>> Begin INPUT DATA

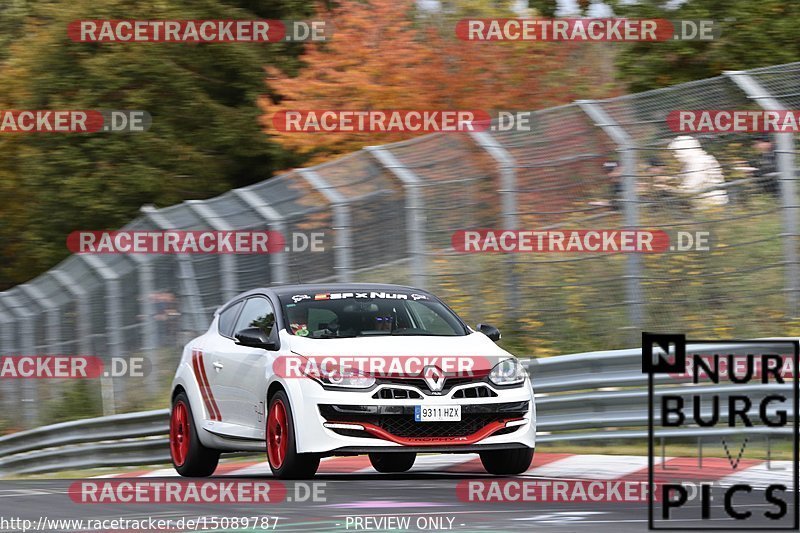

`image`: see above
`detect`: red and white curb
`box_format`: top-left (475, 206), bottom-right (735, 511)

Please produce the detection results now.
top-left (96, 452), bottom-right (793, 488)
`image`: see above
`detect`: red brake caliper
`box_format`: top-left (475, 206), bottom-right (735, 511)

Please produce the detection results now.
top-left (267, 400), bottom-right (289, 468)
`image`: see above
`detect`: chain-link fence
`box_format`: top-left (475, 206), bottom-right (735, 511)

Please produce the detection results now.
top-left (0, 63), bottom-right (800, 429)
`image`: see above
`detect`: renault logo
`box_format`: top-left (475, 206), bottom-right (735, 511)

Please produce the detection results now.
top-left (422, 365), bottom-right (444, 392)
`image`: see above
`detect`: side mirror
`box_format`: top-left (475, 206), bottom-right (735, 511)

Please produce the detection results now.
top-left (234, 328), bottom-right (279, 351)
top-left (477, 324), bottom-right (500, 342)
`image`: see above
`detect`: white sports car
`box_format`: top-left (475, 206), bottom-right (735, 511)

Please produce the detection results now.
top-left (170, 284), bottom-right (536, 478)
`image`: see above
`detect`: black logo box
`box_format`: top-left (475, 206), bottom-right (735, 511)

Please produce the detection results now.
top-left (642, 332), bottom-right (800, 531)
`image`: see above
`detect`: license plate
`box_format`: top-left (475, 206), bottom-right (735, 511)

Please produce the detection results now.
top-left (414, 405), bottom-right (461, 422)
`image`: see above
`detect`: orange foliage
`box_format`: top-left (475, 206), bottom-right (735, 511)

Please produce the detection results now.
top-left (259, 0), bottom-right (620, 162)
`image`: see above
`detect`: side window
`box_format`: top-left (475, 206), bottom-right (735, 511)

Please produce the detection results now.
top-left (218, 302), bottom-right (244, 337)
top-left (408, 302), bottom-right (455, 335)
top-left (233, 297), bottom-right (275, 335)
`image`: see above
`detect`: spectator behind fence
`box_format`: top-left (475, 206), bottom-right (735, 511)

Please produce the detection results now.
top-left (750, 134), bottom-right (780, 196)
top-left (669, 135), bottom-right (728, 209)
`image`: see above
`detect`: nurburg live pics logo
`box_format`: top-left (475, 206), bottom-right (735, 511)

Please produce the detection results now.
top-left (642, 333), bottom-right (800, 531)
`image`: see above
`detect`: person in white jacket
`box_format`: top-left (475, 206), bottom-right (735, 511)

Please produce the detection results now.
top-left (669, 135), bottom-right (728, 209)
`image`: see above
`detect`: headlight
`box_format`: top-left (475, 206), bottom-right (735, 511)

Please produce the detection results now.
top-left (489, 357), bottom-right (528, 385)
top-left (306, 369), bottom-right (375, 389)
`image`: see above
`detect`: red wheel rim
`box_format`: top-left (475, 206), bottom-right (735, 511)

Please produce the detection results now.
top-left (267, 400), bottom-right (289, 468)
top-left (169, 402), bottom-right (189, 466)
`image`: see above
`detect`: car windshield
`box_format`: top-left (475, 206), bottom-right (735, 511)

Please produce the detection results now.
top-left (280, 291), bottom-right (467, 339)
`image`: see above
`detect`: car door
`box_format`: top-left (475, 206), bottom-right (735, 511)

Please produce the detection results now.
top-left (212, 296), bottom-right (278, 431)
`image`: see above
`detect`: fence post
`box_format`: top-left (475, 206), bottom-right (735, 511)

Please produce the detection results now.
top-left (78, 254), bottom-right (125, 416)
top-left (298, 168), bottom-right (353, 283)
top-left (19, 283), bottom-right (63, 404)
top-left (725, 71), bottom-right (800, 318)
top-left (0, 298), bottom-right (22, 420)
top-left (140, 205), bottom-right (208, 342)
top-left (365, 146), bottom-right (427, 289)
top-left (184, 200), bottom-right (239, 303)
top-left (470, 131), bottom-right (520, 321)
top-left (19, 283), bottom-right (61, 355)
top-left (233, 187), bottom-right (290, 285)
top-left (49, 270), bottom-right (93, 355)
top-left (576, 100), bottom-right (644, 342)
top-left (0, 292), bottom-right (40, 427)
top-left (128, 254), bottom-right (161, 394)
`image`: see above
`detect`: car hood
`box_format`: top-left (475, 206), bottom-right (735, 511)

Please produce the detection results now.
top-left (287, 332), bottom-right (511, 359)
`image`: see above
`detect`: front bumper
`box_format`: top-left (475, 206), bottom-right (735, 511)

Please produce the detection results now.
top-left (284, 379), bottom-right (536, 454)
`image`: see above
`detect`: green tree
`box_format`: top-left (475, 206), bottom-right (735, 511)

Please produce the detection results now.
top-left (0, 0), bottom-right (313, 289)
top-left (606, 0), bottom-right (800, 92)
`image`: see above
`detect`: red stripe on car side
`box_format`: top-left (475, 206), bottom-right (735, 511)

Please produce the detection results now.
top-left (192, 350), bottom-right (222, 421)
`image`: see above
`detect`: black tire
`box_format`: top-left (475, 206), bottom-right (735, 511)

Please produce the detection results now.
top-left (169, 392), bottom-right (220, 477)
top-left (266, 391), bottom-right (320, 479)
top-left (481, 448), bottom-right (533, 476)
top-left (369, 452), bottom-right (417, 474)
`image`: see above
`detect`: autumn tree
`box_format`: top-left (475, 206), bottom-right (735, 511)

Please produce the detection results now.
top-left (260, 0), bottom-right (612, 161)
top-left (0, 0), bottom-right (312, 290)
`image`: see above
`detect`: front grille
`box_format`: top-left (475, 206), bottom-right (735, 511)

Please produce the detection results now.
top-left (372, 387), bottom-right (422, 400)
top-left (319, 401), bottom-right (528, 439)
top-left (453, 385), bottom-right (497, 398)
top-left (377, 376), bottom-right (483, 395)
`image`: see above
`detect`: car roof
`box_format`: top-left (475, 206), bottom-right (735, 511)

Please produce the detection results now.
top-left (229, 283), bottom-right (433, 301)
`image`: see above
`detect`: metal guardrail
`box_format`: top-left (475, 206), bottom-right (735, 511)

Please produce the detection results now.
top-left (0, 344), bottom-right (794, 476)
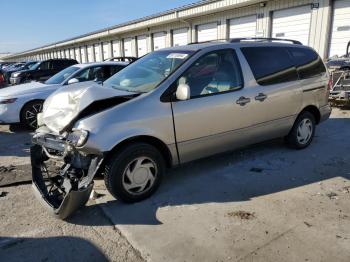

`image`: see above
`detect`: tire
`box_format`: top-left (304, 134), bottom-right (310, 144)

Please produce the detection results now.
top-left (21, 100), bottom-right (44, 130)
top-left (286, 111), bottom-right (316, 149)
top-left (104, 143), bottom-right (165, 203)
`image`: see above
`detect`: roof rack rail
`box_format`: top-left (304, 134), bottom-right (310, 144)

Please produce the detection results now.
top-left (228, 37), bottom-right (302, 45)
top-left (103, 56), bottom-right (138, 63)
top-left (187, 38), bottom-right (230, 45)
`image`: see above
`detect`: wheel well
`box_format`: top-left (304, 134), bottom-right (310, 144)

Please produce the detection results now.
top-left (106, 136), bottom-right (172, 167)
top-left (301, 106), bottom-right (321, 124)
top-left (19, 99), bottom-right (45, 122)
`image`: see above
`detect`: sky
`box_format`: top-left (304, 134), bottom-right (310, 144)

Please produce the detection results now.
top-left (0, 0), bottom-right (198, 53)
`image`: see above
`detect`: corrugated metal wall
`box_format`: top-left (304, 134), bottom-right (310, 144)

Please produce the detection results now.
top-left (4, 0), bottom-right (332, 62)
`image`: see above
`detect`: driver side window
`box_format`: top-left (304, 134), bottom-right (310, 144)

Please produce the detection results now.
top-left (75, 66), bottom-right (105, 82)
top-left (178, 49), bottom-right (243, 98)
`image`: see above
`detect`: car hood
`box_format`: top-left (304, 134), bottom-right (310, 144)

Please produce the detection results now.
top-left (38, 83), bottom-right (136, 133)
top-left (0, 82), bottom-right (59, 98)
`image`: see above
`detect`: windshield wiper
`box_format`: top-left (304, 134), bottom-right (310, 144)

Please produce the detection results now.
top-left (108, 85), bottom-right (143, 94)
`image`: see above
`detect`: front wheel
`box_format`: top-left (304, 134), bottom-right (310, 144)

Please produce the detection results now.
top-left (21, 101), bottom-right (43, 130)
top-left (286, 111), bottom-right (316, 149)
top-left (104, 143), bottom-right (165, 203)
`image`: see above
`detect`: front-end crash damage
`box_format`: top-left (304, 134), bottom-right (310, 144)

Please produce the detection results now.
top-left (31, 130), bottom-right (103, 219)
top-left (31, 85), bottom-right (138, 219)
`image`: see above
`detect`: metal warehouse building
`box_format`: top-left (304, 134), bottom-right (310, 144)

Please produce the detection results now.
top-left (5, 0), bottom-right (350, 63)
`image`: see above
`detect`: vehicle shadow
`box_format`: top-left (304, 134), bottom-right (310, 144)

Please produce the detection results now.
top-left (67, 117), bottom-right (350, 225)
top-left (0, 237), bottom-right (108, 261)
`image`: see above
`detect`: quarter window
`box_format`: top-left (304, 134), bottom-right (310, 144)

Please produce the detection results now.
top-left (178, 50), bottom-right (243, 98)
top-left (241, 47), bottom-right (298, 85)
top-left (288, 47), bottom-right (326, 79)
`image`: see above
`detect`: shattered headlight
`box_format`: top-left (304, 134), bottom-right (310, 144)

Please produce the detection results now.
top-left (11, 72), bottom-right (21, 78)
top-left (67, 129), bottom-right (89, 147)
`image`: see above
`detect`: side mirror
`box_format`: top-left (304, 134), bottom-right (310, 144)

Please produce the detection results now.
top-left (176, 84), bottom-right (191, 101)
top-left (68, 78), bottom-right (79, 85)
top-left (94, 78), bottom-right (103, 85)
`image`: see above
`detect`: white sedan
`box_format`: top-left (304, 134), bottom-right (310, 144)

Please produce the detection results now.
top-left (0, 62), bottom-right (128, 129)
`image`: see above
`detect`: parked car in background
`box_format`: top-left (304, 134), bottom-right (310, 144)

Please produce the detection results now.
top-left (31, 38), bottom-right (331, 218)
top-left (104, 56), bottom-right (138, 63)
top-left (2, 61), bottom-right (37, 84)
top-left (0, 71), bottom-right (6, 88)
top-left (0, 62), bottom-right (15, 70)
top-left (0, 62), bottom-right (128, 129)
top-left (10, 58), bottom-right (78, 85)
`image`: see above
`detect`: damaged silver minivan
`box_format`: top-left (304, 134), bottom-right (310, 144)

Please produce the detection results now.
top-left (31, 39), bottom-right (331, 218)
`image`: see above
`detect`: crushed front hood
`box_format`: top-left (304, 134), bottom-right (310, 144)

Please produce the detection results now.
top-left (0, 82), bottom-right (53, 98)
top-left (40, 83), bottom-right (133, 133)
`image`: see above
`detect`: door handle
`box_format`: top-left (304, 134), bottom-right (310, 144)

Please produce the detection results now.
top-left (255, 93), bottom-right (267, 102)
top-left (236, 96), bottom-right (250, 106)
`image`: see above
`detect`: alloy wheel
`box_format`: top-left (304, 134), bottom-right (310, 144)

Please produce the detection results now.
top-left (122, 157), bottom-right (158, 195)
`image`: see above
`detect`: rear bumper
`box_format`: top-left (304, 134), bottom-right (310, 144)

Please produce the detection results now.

>> End INPUT DATA
>> Begin INPUT DATA

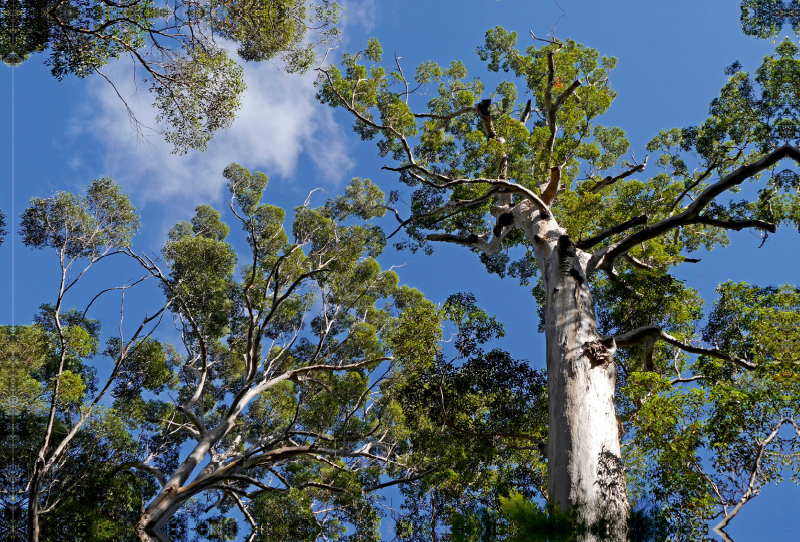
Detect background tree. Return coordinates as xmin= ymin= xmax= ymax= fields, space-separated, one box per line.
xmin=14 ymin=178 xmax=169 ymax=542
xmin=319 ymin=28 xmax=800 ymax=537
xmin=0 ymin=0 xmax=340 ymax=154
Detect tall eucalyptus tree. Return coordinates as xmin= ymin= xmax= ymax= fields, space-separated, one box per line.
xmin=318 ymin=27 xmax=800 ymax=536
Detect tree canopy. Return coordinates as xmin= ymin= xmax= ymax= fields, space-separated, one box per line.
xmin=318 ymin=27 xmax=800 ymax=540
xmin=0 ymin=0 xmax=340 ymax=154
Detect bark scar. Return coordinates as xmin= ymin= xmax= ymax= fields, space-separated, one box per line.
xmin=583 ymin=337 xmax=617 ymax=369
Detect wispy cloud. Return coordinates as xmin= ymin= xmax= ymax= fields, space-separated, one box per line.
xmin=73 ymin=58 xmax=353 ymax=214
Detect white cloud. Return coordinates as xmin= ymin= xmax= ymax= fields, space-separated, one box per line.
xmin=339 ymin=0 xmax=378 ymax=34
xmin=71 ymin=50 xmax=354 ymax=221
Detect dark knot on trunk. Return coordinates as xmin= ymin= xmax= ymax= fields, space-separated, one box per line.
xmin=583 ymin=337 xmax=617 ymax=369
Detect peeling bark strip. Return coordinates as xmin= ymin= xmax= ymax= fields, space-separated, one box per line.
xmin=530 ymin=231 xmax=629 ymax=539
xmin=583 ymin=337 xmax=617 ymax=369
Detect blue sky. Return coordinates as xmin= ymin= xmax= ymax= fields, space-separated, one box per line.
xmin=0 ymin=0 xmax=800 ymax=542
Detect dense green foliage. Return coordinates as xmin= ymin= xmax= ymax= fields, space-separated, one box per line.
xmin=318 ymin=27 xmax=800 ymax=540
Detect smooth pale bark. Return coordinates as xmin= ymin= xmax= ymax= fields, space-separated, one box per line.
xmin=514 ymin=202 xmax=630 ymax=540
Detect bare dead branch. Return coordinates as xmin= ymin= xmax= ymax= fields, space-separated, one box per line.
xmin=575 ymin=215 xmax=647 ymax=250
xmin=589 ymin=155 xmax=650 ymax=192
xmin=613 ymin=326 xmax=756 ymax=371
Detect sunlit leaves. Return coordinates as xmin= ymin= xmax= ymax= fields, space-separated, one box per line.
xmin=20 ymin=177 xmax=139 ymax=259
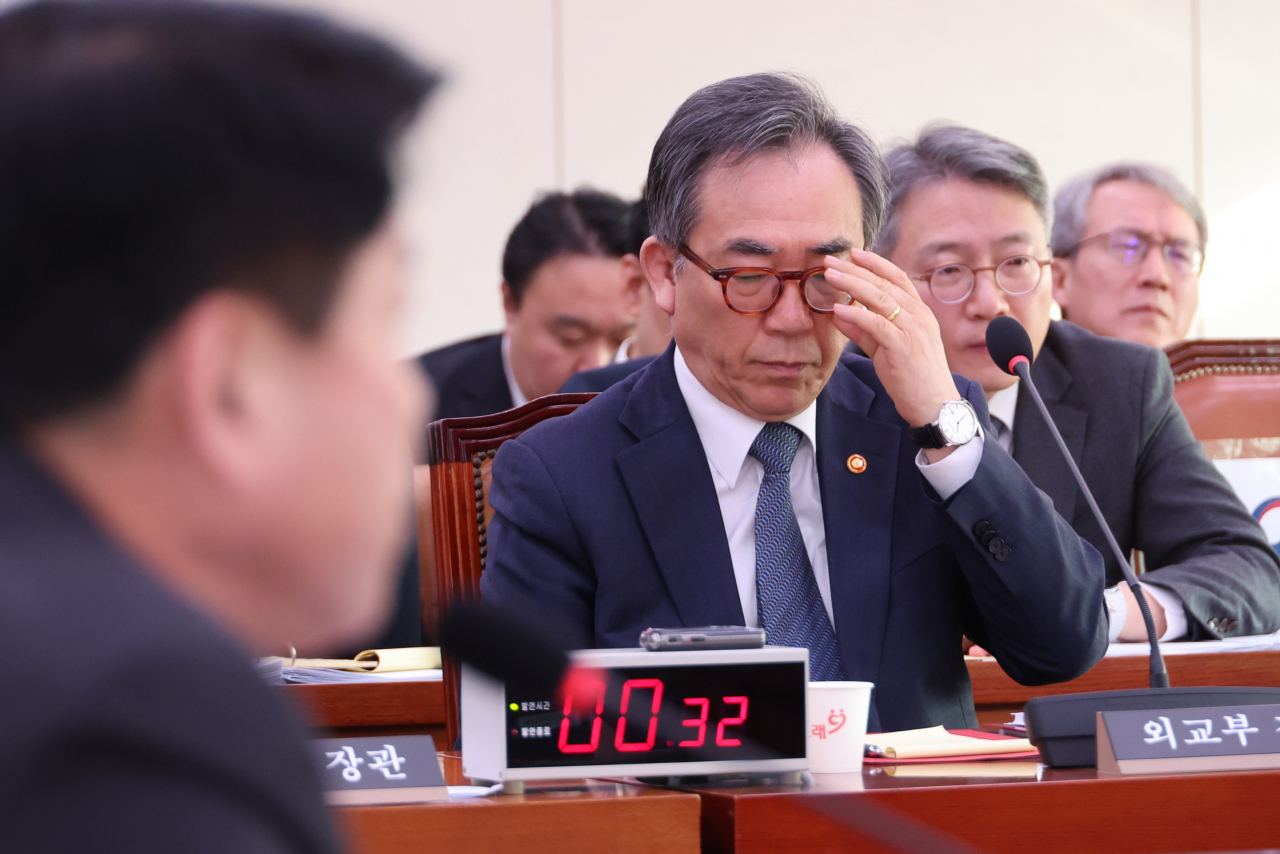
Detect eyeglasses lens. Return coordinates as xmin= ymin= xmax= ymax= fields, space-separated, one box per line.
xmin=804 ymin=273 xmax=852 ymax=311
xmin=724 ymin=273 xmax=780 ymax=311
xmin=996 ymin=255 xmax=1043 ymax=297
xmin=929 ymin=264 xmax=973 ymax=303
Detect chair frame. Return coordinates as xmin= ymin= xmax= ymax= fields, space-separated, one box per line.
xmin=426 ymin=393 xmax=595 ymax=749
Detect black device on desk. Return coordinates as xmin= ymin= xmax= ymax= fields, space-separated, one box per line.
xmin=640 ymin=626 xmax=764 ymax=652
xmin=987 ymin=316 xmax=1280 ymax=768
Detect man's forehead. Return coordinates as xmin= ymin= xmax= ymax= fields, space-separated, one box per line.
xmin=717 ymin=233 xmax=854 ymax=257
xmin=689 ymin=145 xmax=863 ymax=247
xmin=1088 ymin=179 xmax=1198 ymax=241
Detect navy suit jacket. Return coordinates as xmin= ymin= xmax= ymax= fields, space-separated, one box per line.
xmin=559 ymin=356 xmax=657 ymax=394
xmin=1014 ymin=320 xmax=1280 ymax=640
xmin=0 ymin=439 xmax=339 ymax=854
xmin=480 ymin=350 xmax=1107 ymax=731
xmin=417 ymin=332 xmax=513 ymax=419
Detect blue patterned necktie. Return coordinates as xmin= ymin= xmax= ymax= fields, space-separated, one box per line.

>> End INPUT DATA
>> Begin INPUT DATA

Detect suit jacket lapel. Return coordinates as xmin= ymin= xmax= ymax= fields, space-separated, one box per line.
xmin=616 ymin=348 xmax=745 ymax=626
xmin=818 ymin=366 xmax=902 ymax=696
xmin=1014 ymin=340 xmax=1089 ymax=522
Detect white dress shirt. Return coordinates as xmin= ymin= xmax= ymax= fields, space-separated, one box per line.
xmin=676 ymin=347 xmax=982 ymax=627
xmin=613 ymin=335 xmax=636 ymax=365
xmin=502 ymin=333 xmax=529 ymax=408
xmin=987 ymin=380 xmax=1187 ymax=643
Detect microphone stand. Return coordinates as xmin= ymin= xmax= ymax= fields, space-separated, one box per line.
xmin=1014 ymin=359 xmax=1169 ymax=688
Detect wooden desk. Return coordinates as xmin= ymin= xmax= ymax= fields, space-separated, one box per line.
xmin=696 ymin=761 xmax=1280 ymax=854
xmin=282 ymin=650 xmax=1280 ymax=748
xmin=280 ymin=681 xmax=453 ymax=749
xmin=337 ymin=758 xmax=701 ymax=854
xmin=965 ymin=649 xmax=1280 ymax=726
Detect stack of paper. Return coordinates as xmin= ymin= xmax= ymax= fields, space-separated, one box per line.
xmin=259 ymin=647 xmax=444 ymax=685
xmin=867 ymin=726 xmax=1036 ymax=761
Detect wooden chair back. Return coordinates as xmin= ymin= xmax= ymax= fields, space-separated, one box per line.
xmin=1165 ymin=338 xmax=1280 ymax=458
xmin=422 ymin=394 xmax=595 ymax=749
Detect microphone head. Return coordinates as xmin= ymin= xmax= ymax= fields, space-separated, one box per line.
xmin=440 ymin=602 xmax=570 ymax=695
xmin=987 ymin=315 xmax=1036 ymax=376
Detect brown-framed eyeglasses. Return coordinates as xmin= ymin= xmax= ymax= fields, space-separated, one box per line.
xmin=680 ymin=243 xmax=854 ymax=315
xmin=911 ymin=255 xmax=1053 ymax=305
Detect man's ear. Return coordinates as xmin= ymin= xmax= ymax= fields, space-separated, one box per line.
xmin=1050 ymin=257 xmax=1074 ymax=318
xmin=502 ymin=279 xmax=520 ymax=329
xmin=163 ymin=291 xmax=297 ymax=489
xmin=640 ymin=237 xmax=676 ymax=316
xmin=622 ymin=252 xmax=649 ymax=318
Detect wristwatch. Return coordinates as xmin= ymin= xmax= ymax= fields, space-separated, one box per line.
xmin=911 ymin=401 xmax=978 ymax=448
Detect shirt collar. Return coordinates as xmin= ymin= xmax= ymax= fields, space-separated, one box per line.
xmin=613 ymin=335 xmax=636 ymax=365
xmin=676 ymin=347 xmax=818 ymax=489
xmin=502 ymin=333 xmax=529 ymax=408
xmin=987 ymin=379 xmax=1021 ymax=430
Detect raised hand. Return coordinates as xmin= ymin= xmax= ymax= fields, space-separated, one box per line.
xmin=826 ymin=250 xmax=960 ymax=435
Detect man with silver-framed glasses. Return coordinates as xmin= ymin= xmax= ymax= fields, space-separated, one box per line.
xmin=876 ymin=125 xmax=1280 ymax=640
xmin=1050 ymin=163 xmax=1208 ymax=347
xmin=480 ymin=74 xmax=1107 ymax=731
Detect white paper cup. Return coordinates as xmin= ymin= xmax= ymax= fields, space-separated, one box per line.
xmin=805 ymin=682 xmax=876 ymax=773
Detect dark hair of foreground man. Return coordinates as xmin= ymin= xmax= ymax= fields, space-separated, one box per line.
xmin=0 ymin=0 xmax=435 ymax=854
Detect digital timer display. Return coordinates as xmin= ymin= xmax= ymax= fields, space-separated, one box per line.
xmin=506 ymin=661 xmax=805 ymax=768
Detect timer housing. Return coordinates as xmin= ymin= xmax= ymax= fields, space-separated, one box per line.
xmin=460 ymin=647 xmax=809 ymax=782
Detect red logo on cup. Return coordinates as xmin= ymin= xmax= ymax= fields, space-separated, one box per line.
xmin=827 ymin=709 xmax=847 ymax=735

>> End INPUT DATA

▶ [WRITTEN REQUEST]:
Copy out every line from the line with "Detect blue sky." up to and including the line with "xmin=20 ymin=177 xmax=139 ymax=259". Multiply each bounding-box coordinate by 2.6 and round it to the nearest whole number, with halves rounded up.

▶ [RESPONSE FOR THIS EXERCISE]:
Detect blue sky. Return coordinates as xmin= ymin= xmax= ymax= fields, space-separated, one box per line.
xmin=0 ymin=0 xmax=2080 ymax=1409
Detect dense green foliage. Return coordinates as xmin= ymin= xmax= ymax= fields, space-separated, one box per line.
xmin=827 ymin=70 xmax=2080 ymax=1404
Detect smooth pale bark. Return coordinates as xmin= ymin= xmax= ymax= fields, space-separated, one box per line.
xmin=1336 ymin=525 xmax=1638 ymax=1404
Detect bare dead branch. Return coordinates as xmin= ymin= xmax= ymax= fields, space-separated, one box per line.
xmin=1495 ymin=559 xmax=1682 ymax=650
xmin=1531 ymin=403 xmax=1690 ymax=499
xmin=1594 ymin=848 xmax=1966 ymax=965
Detect sunlit leaves. Return coordinates as xmin= ymin= xmax= ymax= fields, space-separated, one box per line.
xmin=52 ymin=460 xmax=361 ymax=673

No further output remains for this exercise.